ИСХОДНЫЙ ТЕКСТ >>
■ ■ ■ ■ ■

— Я приехал сюда как африканец, — позднее объяснял Туту собранию правительственных лидеров и дипломатов. — Я приехал как человек, который добровольно разделяет с Африкой ее позор, бесчестие, неудачи, потому что я — африканец. И то, что происходит здесь, что происходит в Нигерии, где угодно, — это становится частью моих переживаний.
Женщина-парламентарий, сидевшая рядом со мной, закатила глаза. Неотступный акцент Туту на расовом вопросе задумывался как выражение солидарности, но Руанда не была Южной Африкой или Нигерией, и ДЛЯ ТОГО, ЧТОБЫ ОСТАНОВИТЬ ГЕНОЦИД, АФРИКАНЦЫ СДЕЛАЛИ НЕ БОЛЬШЕ, ЧЕМ КТО-ЛИБО ДРУГОЙ. Так что странно было слышать, что преступление, совершенное руандийцами против руандийцев, трактовалось как преступление против африканской гордости и прогресса и что позор этого преступления был частным делом Африки, а не позором всего человечества. А еще страннее было слышать, как вам велят заткнуться и перестать вести себя как чернокожие дураки.

■ ■ ■ ■ ■

Данные сегментации >>
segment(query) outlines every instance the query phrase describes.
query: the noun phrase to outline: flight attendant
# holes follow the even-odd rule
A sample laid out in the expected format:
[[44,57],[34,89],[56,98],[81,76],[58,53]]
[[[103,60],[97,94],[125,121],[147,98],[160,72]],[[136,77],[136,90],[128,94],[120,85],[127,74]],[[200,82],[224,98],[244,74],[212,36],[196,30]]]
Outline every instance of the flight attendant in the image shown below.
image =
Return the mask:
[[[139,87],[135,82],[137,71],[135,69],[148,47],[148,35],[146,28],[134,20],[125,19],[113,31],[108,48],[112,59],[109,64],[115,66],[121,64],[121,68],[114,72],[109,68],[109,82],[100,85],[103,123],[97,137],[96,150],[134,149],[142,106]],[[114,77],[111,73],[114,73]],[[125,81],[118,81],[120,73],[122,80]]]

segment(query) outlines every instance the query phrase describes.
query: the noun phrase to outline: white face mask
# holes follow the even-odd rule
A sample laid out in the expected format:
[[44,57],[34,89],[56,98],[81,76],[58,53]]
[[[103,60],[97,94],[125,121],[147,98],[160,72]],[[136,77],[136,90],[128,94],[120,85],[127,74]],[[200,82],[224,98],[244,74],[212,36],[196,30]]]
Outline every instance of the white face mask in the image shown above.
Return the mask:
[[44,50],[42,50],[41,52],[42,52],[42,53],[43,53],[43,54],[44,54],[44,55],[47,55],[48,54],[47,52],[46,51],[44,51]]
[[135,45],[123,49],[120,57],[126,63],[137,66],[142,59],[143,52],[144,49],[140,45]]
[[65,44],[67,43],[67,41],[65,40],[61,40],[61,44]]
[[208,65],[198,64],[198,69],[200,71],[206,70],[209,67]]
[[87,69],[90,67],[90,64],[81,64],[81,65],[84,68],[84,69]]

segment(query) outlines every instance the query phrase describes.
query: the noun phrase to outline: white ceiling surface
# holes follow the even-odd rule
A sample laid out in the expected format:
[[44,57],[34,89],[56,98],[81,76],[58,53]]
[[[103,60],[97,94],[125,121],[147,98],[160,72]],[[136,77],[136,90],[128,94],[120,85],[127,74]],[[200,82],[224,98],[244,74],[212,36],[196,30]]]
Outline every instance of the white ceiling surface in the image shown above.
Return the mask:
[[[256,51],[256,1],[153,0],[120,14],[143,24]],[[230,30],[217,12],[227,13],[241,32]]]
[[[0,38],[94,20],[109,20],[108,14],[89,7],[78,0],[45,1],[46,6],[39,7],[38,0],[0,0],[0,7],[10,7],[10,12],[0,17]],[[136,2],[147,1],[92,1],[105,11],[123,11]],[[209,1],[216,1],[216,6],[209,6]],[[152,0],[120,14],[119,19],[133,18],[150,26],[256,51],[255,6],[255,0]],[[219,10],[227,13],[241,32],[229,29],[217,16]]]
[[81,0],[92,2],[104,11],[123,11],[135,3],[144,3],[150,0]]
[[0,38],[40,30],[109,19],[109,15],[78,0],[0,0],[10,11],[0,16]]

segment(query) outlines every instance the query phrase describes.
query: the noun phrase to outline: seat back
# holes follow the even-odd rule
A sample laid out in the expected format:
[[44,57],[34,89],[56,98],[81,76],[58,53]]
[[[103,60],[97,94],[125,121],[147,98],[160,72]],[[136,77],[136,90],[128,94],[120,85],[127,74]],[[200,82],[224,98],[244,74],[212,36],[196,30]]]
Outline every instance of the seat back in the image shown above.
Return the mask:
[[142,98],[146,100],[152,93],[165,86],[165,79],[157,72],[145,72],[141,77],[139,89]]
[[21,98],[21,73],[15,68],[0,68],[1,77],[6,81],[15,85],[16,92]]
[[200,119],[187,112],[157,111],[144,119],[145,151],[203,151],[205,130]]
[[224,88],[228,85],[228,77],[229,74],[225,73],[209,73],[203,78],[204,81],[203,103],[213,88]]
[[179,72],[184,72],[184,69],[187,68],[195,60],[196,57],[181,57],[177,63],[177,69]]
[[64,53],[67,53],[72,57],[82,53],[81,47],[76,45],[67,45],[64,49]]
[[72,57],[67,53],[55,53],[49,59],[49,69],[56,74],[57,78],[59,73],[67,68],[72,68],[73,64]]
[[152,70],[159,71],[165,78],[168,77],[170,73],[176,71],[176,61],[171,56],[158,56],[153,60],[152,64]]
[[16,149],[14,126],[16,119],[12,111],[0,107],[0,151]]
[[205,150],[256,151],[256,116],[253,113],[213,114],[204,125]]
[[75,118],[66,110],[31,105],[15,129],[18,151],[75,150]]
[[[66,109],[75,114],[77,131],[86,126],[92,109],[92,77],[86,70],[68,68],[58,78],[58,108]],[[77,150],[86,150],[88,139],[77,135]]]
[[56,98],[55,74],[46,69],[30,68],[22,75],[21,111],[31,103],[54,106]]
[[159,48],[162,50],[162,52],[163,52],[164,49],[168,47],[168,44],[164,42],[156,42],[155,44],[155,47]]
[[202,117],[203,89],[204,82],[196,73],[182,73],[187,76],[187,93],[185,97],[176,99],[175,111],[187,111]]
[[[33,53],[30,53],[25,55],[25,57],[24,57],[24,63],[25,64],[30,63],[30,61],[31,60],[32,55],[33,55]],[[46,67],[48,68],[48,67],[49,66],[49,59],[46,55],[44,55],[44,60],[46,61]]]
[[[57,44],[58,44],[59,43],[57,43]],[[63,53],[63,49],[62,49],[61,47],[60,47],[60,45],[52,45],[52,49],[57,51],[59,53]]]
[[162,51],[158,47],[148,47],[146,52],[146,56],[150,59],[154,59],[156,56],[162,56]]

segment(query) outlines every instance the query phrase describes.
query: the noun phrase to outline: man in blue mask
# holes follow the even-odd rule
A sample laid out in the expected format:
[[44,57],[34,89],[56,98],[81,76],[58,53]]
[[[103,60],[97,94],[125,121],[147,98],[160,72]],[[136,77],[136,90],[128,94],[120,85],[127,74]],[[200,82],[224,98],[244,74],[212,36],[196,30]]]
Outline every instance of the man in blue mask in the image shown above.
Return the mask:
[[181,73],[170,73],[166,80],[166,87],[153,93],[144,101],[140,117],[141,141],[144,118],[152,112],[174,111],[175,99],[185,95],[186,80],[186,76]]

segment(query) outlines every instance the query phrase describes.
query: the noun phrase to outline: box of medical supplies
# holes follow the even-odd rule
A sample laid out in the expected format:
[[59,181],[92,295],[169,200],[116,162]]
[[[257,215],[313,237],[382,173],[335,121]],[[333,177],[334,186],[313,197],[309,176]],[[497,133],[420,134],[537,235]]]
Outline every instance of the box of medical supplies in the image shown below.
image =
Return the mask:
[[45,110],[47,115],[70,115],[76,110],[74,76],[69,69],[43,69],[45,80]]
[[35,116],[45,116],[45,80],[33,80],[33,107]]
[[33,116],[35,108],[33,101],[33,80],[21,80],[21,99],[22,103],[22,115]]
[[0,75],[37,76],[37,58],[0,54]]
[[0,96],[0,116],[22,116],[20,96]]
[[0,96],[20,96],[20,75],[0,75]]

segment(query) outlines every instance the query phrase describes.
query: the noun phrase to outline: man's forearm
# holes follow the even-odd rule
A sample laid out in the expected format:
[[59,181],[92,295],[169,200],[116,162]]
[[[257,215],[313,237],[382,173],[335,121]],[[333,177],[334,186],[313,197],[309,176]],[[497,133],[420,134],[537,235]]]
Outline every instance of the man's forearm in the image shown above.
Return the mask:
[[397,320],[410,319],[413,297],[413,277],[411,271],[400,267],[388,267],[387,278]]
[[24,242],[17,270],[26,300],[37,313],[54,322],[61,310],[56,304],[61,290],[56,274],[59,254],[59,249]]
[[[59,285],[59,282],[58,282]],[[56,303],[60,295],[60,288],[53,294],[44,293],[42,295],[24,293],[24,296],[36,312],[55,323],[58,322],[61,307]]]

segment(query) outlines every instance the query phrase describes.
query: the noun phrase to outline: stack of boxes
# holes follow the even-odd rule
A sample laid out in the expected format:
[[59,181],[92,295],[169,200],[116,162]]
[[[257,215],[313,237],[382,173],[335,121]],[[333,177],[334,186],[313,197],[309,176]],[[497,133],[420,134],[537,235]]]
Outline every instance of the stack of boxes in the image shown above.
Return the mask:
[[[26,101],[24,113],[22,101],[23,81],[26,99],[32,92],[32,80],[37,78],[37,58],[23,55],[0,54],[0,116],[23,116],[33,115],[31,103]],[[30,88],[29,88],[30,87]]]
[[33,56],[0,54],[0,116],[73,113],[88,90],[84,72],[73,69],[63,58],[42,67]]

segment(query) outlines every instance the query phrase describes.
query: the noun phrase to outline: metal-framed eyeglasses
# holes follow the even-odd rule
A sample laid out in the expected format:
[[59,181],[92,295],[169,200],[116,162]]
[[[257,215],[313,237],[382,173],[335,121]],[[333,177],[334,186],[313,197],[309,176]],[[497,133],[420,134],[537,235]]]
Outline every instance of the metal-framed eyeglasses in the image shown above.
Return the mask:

■ ■ ■ ■ ■

ЗАДАНИЕ 1 >> Выведите листинг без изменений, начиная с его первой строки и заканчивая строкой, в которой стоит «[[87,69],[90,67],[90,64],[81,64],[81,65],[84,68],[84,69]]», включительно.
ЗАДАНИЕ 2 >> Как дальше развивается текст о речи Туту на собрании в Руанде? Продолжите его, начиная после последнего предложения.

ОТВЕТ К ЗАДАНИЮ 1 >>
segment(query) outlines every instance the query phrase describes.
query: the noun phrase to outline: flight attendant
# holes follow the even-odd rule
A sample laid out in the expected format:
[[44,57],[34,89],[56,98],[81,76],[58,53]]
[[[103,60],[97,94],[125,121],[147,98],[160,72]],[[136,77],[136,90],[128,94],[120,85],[127,74]],[[200,82],[224,98],[244,74],[212,36],[196,30]]]
Outline every instance of the flight attendant in the image shown below.
image =
Return the mask:
[[[139,87],[135,82],[137,71],[135,69],[148,47],[148,35],[146,28],[134,20],[125,19],[113,31],[108,48],[112,59],[109,64],[115,66],[121,64],[121,68],[114,72],[109,68],[109,82],[100,85],[103,123],[97,137],[96,150],[134,149],[142,106]],[[114,77],[111,73],[114,73]],[[125,81],[118,81],[120,73],[122,80]]]

segment(query) outlines every instance the query phrase describes.
query: the noun phrase to outline: white face mask
# holes follow the even-odd rule
A sample laid out in the expected format:
[[44,57],[34,89],[56,98],[81,76],[58,53]]
[[[103,60],[97,94],[125,121],[147,98],[160,72]],[[136,77],[136,90],[128,94],[120,85],[127,74]],[[200,82],[224,98],[244,74],[212,36],[196,30]]]
Outline every instance of the white face mask in the image shown above.
Return the mask:
[[44,50],[42,50],[41,52],[42,52],[42,53],[43,53],[43,54],[44,54],[44,55],[47,55],[48,54],[47,52],[46,51],[44,51]]
[[135,45],[123,49],[120,57],[126,63],[137,66],[142,59],[143,52],[144,49],[140,45]]
[[65,44],[67,43],[67,41],[65,40],[61,40],[61,44]]
[[208,65],[198,64],[198,69],[200,71],[206,70],[209,67]]
[[87,69],[90,67],[90,64],[81,64],[81,65],[84,68],[84,69]]

ОТВЕТ К ЗАДАНИЮ 2 >>
Когда меня одолевала в Руанде депрессия, что случалось нередко, я любил отправиться на автомобильную прогулку. За окном автомобиля эта страна превращалась в этакий неухоженный рай, и, пока ее виды проносились мимо и машину наполняли запахи земли, эвкалиптов и угля, можно было вообразить, что люди и их ландшафт — люди, вписанные в свой ландшафт, — так же безмятежны, какими были всегда. В полях, которые они возделывали, на рынках, где они торговали, в школьных дворах, где девочки в ярко-голубых платьях и мальчики в шортах цвета хаки и рубашках-сафари играли и ссорились, как дети в любом другом месте. Бегущая через просторные долины и высокогорные перевалы дорога демонстрировала привычный африканский калейдоскоп: женщины в цветастых нарядах с младенцами, привязанными на спину, и огромными башнями грузов на головах; здоровенные молодые парни в джинсах и футболках «Чикаго Буллз», слоняющиеся с пустыми руками — маленький радиоприемник не в счет; престарелые джентльмены в костюмах, выплетающие узоры по красноземным проселкам на древних велосипедах; девочка, гоняющаяся за курицей; мальчик, силящийся ровно удерживать окровавленную козлиную голову на плече; крохотные малыши в рубашонках, сгоняющие коров с дороги звонкими ударами длинных палок..
Жизнь.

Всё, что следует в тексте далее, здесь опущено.